ИСХОДНЫЙ ТЕКСТ:
_ _ _ _
Российское самодовольство омерзительно проявляется и в дутых самооценках собственной литературы. Самолюбование России своей литературой подобно недавнему самолюбованию советской «мощью». Ну да, был гениальный Достоевский и кучка талантливых. Но в любой европейской стране есть не менее гениальные и талантливые писатели. Сравнивая литературу американскую с русской, видишь, что Америка настолько разнообразнее в талантах, в кругозоре, в подходах к вечным вопросам, что её легко сравнить с радугой, тогда как Россию – с одним только обильным красным цветом.
Настораживающе великим достижением русской литературы является выработавшаяся привычка вменять поэту в обязанность быть гражданином. Правда, при советской власти требование гражданственности трансформировалась в требование нести общественно-полезную нагрузку.
Легенда о величии русской литературы подобна россказням о таинственном русском характере, вся тайна которого состоит лишь в классических симптомах алкоголизма. Умом Россию не понять, Россию можно лишь похерить.
Казалось бы, я должен балансировать на грани дозволенного и недозволенного и своим изысканным вкусом отмерять количество приемлемой «пизды». Однако фальшиво-целомудренная ситуация в русской поэзии стала мне настолько отвратна, что я хочу не глаголом жечь вымышленные сердца каких-то там людей, а просто ткнуть носом в чудо пизды и затем участливо спросить: «Ну, каково?»
Ты пишешь, что «пизда», «хуй», «ебля» стали значками, абстрактными обозначениями. В полупьяном разговоре – да, согласен. В поэзии – вовсе нет, они конкретны, как никогда. Конечно, когда то, что я делаю, подхватится остальными и приестся, нужно будет более конкретизировать, и за мной дело не станет. Но цель моя – поэтически возродить слова, которые обозначают самое прекрасное в земной жизни, но над которыми с лёгкой руки христианства устроили судилище и побоище, засадив их в тюрьмы и лагеря цензуры.
Что касается меры употребления, то её буду устанавливать я. И конечно, поначалу она будет коробить большинство. Но то, что вчера считалось непристойностью, сегодня – в порядке вещей. И буду ли я оглядываться на подлость сегодняшнего вкуса, который только и норовит измениться. Я познал Идею, неизменную во всю историю человечества, изображение которой стоит вне вкуса, поскольку «вкус» – это орудие её притеснения.
Задел ты меня также своим легкомысленным отношением к порнографии (я вообще теперь легко ранимый). Так что мне необходимо высказаться и по этому поводу.
Хочу начать с замечательной цитаты Пьеро Валериано:
«Античность, будучи менее злобной, размышляла прямо и честно обо всём, и в те времена ничто в человеческом теле не считалось оскорбительным ни по виду, ни по имени. Но с развитием дурных обычаев многое должно было стать дурным, будь то действие или слово».
Эту цитату я перевёл со страницы 21 прелюбопытного исследования Лео Стейнберга «Сексуальность Христа в искусстве Ренессанса и предание этого забвению в современности», изданного в Нью-Йорке в 1983 году. (Уважаю библиографию, ептвою.)
_ _ _ _
ЗАДАНИЯ:
1 – Перепишите без изменений отрывок текста о русской литературе от слов «Легенда о величии» до слов «можно лишь похерить.» включительно.
2 – Напишите продолжение текста о русской литературе, начиная сразу после его последнего предложения.

Выдержки из набора данных:
_ _ _ _
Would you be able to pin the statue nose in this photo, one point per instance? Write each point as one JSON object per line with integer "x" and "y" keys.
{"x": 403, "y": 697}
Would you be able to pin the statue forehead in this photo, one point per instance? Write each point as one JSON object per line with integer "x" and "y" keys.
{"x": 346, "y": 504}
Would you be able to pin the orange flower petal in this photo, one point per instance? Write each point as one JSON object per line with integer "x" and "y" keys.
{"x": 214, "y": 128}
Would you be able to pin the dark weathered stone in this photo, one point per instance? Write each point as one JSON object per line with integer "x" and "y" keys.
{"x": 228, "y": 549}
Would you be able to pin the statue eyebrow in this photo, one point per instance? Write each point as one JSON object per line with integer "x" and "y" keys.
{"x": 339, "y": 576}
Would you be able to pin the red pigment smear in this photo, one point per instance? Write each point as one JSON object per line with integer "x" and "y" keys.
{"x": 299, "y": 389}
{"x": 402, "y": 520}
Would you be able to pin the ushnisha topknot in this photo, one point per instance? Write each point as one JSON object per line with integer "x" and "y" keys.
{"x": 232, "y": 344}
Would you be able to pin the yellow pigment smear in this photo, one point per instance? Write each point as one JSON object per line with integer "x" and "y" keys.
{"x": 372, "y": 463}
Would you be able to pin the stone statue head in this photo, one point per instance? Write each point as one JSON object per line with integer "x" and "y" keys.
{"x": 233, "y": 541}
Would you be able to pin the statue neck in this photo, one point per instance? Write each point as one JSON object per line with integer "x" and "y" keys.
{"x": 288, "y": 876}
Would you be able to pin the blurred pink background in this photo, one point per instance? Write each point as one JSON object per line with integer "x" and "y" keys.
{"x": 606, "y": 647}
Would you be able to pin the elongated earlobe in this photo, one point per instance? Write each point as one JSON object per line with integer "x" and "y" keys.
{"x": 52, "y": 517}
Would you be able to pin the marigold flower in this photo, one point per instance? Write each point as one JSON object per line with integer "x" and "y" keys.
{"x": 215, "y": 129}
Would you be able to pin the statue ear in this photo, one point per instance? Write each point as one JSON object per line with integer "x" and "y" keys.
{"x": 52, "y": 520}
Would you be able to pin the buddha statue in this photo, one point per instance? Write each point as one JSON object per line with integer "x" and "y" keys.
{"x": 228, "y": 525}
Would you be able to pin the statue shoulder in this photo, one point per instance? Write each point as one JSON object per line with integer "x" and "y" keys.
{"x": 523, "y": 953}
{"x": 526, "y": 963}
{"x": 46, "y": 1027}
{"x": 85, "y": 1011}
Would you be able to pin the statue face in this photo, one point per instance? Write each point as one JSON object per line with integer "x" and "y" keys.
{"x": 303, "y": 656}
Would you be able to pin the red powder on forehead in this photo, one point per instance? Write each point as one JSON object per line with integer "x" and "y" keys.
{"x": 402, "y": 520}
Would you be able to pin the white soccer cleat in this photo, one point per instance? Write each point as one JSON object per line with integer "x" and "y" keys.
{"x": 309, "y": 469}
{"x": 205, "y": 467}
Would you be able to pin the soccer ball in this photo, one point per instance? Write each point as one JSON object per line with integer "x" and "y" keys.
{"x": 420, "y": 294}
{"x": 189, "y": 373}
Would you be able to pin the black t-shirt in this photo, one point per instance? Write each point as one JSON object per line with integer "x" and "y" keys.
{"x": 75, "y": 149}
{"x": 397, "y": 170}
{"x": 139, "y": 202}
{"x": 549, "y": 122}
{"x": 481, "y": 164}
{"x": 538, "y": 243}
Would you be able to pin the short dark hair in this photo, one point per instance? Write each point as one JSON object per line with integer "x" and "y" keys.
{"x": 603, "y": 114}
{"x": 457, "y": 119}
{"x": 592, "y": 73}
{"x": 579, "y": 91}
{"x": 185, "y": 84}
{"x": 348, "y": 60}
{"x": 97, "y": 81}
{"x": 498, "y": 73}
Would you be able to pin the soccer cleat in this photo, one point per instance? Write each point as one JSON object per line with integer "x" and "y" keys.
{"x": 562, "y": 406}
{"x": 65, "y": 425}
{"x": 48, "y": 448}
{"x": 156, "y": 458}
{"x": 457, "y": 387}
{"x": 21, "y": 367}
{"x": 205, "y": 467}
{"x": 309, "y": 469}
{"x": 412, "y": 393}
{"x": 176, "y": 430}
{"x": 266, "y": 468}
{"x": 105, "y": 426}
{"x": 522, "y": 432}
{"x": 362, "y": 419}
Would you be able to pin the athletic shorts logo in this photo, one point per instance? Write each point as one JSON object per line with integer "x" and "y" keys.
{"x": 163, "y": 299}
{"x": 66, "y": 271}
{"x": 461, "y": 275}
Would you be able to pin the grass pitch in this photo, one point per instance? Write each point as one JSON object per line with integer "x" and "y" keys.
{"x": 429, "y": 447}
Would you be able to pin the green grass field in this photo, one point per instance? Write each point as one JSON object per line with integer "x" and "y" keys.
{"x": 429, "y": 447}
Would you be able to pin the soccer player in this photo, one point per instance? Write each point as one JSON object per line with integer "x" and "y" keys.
_ _ _ _
ОТВЕТЫ:
1 –
Легенда о величии русской литературы подобна россказням о таинственном русском характере, вся тайна которого состоит лишь в классических симптомах алкоголизма. Умом Россию не понять, Россию можно лишь похерить.

2 –
Одна из причин возникновения порнографии – инстинкт исследователя, желание посмотреть на себя со стороны. Так как во время соития ты мало что видишь и к тому же поглощён ощущениями, то, пережив оргазм и потрясённый его мощью, ты любопытствуешь о подступах к нему и о краткости его бытия. Чтобы удовлетворить эдакое любопытство, люди занимались вуайеризмом и устанавливали зеркала. Но так как это не для всех осуществимо, то живопись предложила более доступную форму наблюдения. Художники стали изображать то, что не видно участнику, а только наблюдателю. Литература стала апеллировать к воображению, а фотография и видео дали почти идеальные зрительные образы, осуществляющие лицезрение соития.
Словом «порнография» пользуются сейчас как жупелом, им стращают, обвиняют, клеймят, отвергают. Средневековье ополчалось на красоту женщины как на дьявольскую, и красавиц систематически пытали и истребляли. Таким образом, красота женщины тогда являлась непристойностью, порнографией того времени.
В Россию разрешили ввоз книг русскоязычных авторов, изданных за рубежом, за исключением порнографии и книг, призывающих к свержению существующего строя. Интересно, что порнография приравнивается по своей опасности к свержению существующего строя.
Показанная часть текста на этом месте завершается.